## WHAT IS ASKED
Print the listing from its first line through the line containing "xmin=799 ymin=43 xmax=1024 ymax=181", keeping every line unchanged.

## EXERCISE MATERIALS
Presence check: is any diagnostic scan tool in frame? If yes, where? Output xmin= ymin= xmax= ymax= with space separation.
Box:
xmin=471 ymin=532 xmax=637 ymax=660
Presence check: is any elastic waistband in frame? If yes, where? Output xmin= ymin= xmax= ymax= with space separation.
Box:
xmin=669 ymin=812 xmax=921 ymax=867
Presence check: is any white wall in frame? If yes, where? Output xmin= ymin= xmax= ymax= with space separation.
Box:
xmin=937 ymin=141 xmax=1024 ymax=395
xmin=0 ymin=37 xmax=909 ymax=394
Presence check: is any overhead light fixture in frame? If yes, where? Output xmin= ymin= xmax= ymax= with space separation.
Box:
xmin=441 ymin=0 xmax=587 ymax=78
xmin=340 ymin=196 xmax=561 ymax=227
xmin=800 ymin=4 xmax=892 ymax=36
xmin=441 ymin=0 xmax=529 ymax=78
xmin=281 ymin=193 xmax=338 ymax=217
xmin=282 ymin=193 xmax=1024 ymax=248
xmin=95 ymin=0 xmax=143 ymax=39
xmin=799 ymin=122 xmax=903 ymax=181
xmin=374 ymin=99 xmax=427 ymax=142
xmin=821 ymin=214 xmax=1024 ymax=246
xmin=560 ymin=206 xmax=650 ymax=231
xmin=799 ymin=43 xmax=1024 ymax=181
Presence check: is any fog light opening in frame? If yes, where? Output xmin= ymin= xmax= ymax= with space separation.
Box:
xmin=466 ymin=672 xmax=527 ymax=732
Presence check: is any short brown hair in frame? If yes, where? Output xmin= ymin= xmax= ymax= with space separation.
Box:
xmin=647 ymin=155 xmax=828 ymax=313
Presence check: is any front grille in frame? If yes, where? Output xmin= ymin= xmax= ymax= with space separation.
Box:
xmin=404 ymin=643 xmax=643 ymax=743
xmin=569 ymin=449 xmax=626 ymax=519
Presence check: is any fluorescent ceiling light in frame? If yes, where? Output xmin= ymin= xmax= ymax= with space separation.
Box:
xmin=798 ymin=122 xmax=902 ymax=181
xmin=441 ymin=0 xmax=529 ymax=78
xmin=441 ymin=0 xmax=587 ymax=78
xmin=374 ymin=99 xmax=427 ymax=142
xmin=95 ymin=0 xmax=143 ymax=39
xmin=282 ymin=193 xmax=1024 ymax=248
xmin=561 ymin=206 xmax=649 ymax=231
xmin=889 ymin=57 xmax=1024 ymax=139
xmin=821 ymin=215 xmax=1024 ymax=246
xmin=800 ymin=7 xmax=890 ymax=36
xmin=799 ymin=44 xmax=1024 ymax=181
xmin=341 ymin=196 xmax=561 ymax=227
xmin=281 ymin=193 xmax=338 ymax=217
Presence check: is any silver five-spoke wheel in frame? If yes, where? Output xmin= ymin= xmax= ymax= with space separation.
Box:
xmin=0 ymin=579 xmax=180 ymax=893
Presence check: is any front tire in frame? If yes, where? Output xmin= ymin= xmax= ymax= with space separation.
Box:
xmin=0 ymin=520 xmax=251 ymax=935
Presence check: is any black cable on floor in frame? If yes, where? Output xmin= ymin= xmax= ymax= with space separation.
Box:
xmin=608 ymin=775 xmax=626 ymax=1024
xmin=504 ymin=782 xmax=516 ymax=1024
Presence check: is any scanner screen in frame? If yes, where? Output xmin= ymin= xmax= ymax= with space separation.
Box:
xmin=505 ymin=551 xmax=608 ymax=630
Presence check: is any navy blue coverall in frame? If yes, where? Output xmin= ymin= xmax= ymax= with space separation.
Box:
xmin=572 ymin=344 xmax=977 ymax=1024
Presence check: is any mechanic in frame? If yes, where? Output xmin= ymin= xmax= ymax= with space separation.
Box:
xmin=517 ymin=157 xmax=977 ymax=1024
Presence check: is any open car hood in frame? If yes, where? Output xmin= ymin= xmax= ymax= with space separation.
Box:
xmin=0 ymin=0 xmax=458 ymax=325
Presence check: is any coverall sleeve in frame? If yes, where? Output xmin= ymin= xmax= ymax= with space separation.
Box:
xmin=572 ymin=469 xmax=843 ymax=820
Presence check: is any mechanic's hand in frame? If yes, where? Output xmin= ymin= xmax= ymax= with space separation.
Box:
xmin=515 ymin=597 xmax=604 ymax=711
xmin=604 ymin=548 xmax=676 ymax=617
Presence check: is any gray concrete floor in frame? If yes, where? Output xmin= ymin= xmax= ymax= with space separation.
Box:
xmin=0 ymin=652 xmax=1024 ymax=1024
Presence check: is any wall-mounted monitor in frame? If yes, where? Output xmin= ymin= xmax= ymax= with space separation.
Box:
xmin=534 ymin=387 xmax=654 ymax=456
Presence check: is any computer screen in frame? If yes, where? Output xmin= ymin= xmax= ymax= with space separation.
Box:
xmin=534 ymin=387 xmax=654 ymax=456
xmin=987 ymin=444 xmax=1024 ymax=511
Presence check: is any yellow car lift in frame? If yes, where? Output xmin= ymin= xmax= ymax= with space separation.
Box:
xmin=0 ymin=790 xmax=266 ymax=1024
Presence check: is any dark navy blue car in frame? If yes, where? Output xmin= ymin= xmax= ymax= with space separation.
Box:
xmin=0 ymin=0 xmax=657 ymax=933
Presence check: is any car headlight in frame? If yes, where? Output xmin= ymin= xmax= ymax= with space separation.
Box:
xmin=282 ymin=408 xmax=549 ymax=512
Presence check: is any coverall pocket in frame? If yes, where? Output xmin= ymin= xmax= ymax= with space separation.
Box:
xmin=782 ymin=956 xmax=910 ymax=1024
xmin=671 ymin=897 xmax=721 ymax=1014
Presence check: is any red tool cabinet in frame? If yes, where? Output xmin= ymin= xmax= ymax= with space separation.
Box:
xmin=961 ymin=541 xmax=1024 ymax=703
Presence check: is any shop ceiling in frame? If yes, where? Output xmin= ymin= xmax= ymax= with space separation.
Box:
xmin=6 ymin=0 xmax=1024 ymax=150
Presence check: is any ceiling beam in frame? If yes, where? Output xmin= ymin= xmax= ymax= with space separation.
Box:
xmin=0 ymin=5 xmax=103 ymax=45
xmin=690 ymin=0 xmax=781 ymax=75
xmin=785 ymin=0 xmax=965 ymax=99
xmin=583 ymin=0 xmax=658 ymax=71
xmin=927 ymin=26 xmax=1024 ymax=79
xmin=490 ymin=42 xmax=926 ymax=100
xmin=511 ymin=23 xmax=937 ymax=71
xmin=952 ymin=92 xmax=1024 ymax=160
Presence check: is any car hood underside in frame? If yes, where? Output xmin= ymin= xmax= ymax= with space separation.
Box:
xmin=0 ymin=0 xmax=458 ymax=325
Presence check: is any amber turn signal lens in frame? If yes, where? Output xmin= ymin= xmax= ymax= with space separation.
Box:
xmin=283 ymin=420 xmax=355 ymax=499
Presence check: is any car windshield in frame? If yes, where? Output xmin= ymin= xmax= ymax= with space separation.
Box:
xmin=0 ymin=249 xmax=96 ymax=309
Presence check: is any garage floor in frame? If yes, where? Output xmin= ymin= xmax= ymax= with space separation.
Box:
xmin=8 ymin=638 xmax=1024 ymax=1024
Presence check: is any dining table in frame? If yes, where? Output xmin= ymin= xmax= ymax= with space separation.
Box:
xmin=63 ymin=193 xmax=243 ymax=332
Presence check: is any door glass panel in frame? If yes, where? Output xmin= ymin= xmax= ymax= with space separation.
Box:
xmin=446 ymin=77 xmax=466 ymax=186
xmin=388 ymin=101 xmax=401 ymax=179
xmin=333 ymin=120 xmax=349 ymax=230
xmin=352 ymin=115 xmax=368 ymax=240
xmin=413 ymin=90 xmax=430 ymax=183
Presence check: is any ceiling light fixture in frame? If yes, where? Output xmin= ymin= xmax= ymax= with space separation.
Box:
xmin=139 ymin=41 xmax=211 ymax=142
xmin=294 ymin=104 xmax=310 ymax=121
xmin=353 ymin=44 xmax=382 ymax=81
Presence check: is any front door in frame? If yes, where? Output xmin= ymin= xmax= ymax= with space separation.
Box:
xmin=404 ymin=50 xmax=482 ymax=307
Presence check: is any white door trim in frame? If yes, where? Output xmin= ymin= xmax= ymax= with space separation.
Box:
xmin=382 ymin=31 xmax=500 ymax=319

## PROBLEM SOLUTION
Presence check: is any diagnostic scan tool in frame? If yes, where? Output xmin= ymin= xmax= ymax= with space separation.
Box:
xmin=471 ymin=532 xmax=637 ymax=660
Presence check: is any elastic waistband in frame? If yes, where? Output xmin= ymin= xmax= ymax= with space separation.
Box:
xmin=669 ymin=812 xmax=921 ymax=867
Presence check: is any white wall in frame? If yes, where? Output xmin= ymin= xmax= ymax= with space separation.
Box:
xmin=937 ymin=141 xmax=1024 ymax=395
xmin=0 ymin=37 xmax=909 ymax=394
Presence check: is any overhead light fixture in frame? If yes, where? Output xmin= ymin= xmax= ymax= with space separation.
Box:
xmin=441 ymin=0 xmax=587 ymax=78
xmin=340 ymin=196 xmax=561 ymax=227
xmin=800 ymin=4 xmax=892 ymax=36
xmin=441 ymin=0 xmax=529 ymax=78
xmin=281 ymin=193 xmax=338 ymax=217
xmin=282 ymin=193 xmax=1024 ymax=248
xmin=95 ymin=0 xmax=143 ymax=39
xmin=799 ymin=122 xmax=903 ymax=181
xmin=374 ymin=99 xmax=427 ymax=142
xmin=821 ymin=214 xmax=1024 ymax=246
xmin=560 ymin=206 xmax=650 ymax=231
xmin=799 ymin=43 xmax=1024 ymax=181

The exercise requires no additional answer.